EXTRACT >>
Start of Block

«  Anomic Aphasia  »

Note: This essay is in progress.

Executive Brief: Sometimes I cannot retrieve the word that I want, and it will be right there, usually stuck in my head behind a similar word. It used to only be proper nouns, and even then it was only the names of specific people; however, over the last decade or so, the loss has increasingly involved more common words. Even though I am an SLP, I did not recognize the dysfunction for what it is until the frequency increased and it intruded upon that common vocabulary… plus I started to see it more often in my elderly mom.

Details…

With common words, this is still a relatively infrequent occurrence (maybe once every few days), so it is still mild.

Common vocabulary or not, the condition is exacerbated by stress. 

The thing is, anomic aphasia is supposed to be associated with brain damage, whether traumatic or degenerative; certainly, a toll has been exacted by cancer treatment, four bouts of COVID, and just plain aging. And I have had occasional head injuries, although nothing that seemed to be a big deal… until I start going, “Oh yeah, well that was probably a concussion, and I didn’t come around for a couple of minutes that other time,” and so on. And then there was the claw end of a hammer to my skull when I was 5 years old… but that didn’t knock me out or anything. All of which (or at least much… or maybe just some) is documented in my previous book.

End of Block

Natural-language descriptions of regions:
Start of Block

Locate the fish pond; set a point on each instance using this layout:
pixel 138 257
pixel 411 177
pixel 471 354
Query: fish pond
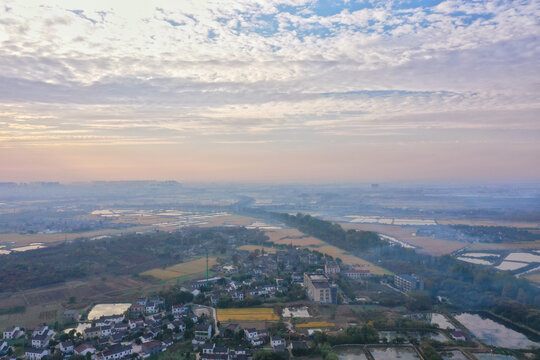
pixel 493 333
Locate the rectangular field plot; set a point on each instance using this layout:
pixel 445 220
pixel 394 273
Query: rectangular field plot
pixel 247 314
pixel 180 270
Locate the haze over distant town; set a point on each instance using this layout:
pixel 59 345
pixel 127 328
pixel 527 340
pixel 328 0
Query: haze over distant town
pixel 269 180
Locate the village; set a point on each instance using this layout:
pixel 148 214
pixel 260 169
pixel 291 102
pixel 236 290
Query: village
pixel 259 303
pixel 153 324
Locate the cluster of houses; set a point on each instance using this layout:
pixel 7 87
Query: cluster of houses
pixel 115 337
pixel 332 269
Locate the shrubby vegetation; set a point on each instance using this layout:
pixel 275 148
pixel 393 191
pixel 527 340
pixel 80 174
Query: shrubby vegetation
pixel 123 255
pixel 466 285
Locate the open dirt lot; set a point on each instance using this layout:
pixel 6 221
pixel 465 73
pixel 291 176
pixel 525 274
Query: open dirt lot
pixel 430 245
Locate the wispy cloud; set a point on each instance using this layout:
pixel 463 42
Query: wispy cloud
pixel 261 72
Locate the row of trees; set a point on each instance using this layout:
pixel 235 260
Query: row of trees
pixel 466 285
pixel 332 233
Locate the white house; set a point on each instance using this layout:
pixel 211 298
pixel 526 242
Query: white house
pixel 41 330
pixel 40 341
pixel 83 349
pixel 178 309
pixel 276 341
pixel 12 333
pixel 151 308
pixel 117 351
pixel 66 347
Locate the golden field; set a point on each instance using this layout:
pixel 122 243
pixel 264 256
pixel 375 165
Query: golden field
pixel 183 269
pixel 292 237
pixel 408 234
pixel 349 259
pixel 316 324
pixel 251 248
pixel 247 314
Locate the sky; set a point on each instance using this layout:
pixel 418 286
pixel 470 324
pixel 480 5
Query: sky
pixel 270 91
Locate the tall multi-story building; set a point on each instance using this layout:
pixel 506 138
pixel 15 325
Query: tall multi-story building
pixel 331 268
pixel 408 282
pixel 319 289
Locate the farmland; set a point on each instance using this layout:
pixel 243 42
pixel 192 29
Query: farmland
pixel 350 259
pixel 27 239
pixel 316 324
pixel 292 237
pixel 526 245
pixel 224 220
pixel 534 277
pixel 428 244
pixel 247 314
pixel 181 270
pixel 257 247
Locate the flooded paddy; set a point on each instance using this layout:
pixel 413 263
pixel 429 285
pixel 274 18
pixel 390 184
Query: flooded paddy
pixel 510 265
pixel 378 353
pixel 393 240
pixel 493 333
pixel 493 357
pixel 523 257
pixel 391 336
pixel 351 354
pixel 480 255
pixel 32 246
pixel 474 260
pixel 107 309
pixel 433 318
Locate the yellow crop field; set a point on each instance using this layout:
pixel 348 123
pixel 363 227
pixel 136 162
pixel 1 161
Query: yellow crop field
pixel 247 314
pixel 349 259
pixel 183 269
pixel 292 237
pixel 256 247
pixel 316 324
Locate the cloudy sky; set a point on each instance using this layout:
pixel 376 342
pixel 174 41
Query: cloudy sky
pixel 270 90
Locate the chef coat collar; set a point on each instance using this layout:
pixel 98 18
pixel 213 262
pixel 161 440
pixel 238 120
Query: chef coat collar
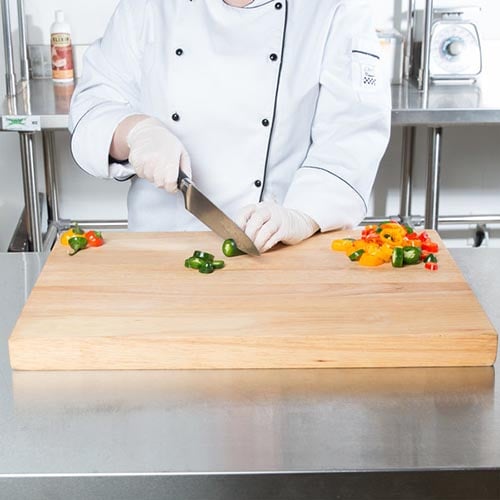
pixel 252 5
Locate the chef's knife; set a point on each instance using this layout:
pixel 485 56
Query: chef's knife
pixel 213 217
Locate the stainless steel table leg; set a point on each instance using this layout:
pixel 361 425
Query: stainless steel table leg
pixel 433 173
pixel 408 145
pixel 32 201
pixel 50 175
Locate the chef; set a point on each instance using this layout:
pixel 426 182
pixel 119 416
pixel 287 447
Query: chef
pixel 275 108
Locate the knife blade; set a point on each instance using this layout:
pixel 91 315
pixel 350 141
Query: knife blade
pixel 212 216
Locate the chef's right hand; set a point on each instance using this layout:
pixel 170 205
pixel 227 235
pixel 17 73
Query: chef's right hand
pixel 156 154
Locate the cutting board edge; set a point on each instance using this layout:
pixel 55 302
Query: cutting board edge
pixel 186 357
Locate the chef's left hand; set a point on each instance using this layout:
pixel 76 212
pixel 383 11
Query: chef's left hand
pixel 268 223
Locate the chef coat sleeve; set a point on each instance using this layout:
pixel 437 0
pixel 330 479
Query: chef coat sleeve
pixel 108 91
pixel 351 126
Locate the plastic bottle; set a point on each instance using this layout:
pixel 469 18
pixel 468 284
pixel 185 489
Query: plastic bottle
pixel 61 50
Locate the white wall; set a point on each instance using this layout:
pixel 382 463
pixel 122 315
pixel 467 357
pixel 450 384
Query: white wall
pixel 471 170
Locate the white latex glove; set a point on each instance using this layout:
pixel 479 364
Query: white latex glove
pixel 156 154
pixel 267 223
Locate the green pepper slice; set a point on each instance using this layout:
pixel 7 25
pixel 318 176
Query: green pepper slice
pixel 77 243
pixel 206 267
pixel 411 255
pixel 229 248
pixel 397 257
pixel 194 262
pixel 203 255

End of Block

WORK ITEM A >> In the essay on anomic aphasia, how often does the word-finding trouble happen with common words?
WORK ITEM B >> Write the next part of the anomic aphasia essay, starting after its final sentence.

REPLY A >> Maybe once every few days.

REPLY B >>
But I’ve had this problem since I was a kid, before almost any of those events ever occured.

And it just occurs to me now that I experienced this during a standardized spelling test in high school, which is a story that I tell elsewhere, but the gist is that I absolutely could not spell ‘of’ because ‘uv’ was stuck in my mind; it was the second item on the test, and the only word that I got wrong.

So I’ve been wondering whether my severe sleep issues were damaging or otherwise traumatic for my neurology since that has been with me right from the very beginning, and then all the way through my mid-30s.

Or it might just be related to my savancy, and the sheer volume of stored information with which I deal with all the time.

I just don’t know.

I do know that I feel embarrased when I can’t remember words associated with my profession in a work setting. It gives the impression that I am not as familiar with the topic as I should be. I can have written an entire tutorial on the subject, and then in a stressful conversation not be able to remember the word for it. I can remember words that sound like it, and words for things similar to it. But the desired path is blocked.

So I have to resort to circumlocutions and apologies.